> _Given exercise 1_:
In the post about the Ipe mosaic commission below, rewrite the stretch from "I've never worked" through "PamTite on Ipe?" and substitute "hot glue" for "PamTite" each time it appears.

> _Page extract_:
Currently working on an interesting commission that is an outgrowth of some of the art installation work I've done in the past.  One of the gallery owners I've worked with has bought a restaurant in Chinatown, and is now transforming the space into a kind of permanent art installation, relying on some of the gallery's stable of artists to design the space.  I've just been handed boxes upon boxes of Ipe offcuts (b/w 12-16" in length), and have been tasked with creating a kind of mosaic motif from tiles I will manufacture out of the offcuts layed out over a plywood substrate.

I've never worked with Ipe before, so I just have a couple of questions. 

The main one is about adhesives.  I've heard that Ipe can have problems with glue, so I thought this would be a good application for using the PamTite gun I got for a flooring/stairs project last year: https://www.amazon.com/HB220-Adjustable-Temperature-UX8012-Adhesive/dp/B002YGTGWG/ref=pd_lpo_vtph_60_bs_t_1?_encoding=UTF8&psc=1&refRID=9XA38677EHFF9Q60FY4T

After setting the tiles in place with the PamTite, I would go back and drive some 18ga. brads from the underside of the plywood to make the tiles more secure.  Does anyone anticipate there being a problem using PamTite on Ipe?

> _Data extract_:
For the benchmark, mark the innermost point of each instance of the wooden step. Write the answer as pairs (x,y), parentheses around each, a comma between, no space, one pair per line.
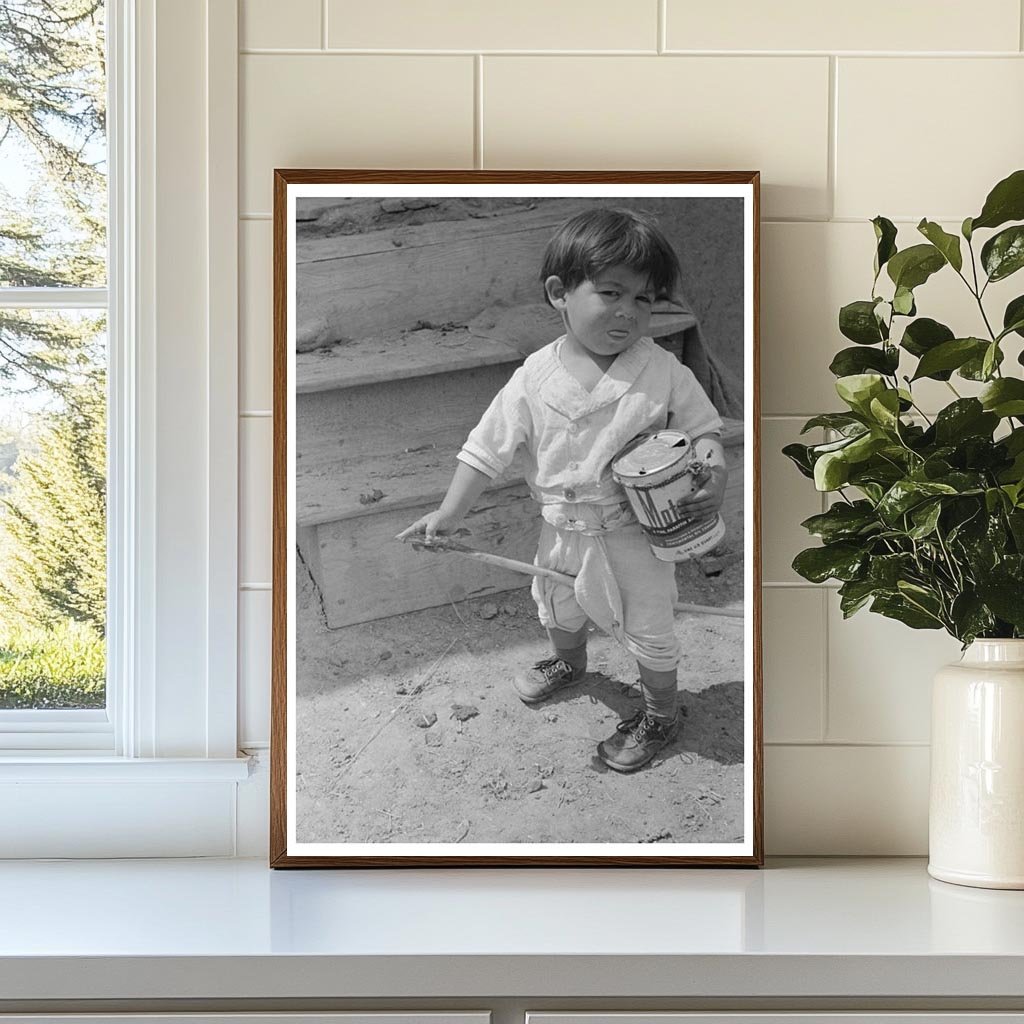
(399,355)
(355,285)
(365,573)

--

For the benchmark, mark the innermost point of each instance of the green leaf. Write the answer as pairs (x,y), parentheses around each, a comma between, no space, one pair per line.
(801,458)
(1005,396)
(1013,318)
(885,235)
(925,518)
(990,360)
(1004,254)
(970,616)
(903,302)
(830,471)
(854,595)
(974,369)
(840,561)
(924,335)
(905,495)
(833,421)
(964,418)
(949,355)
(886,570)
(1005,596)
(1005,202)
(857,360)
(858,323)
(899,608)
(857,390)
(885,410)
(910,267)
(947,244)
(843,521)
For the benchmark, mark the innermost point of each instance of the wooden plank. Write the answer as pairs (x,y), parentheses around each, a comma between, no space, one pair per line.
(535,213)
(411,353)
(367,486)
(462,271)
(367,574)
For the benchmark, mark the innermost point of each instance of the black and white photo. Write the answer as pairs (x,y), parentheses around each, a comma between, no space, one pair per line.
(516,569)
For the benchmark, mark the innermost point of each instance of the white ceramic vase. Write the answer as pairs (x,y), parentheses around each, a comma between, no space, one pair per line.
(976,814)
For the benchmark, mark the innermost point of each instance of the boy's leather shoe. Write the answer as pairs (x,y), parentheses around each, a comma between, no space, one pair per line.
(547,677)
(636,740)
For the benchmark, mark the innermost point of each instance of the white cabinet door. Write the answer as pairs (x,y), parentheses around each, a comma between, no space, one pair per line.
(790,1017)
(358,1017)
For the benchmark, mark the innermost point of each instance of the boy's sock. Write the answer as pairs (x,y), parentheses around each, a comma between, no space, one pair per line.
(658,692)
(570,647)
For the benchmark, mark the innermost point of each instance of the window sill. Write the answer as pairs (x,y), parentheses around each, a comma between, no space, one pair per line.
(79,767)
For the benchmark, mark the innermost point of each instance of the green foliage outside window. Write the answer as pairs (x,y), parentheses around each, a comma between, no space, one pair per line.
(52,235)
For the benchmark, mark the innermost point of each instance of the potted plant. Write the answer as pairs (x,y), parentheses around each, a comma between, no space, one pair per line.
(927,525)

> _Given exercise 2_:
Pick out each line of the rows above that contains the string "wooden", and copy it.

> _Correct result 1_:
I've never worked with Ipe before, so I just have a couple of questions. 

The main one is about adhesives.  I've heard that Ipe can have problems with glue, so I thought this would be a good application for using the hot glue gun I got for a flooring/stairs project last year: https://www.amazon.com/HB220-Adjustable-Temperature-UX8012-Adhesive/dp/B002YGTGWG/ref=pd_lpo_vtph_60_bs_t_1?_encoding=UTF8&psc=1&refRID=9XA38677EHFF9Q60FY4T

After setting the tiles in place with the hot glue, I would go back and drive some 18ga. brads from the underside of the plywood to make the tiles more secure.  Does anyone anticipate there being a problem using hot glue on Ipe?

> _Correct result 2_:
For the benchmark, mark the innermost point of each instance of the wooden step. Write the answer as pairs (x,y), parentheses around each, a comma between, no space, one pair per line.
For the benchmark, mark the innermost point of each instance of the wooden plank. Write the answer as pairs (x,y), parentheses around each, a comma between, no space, one pair per line.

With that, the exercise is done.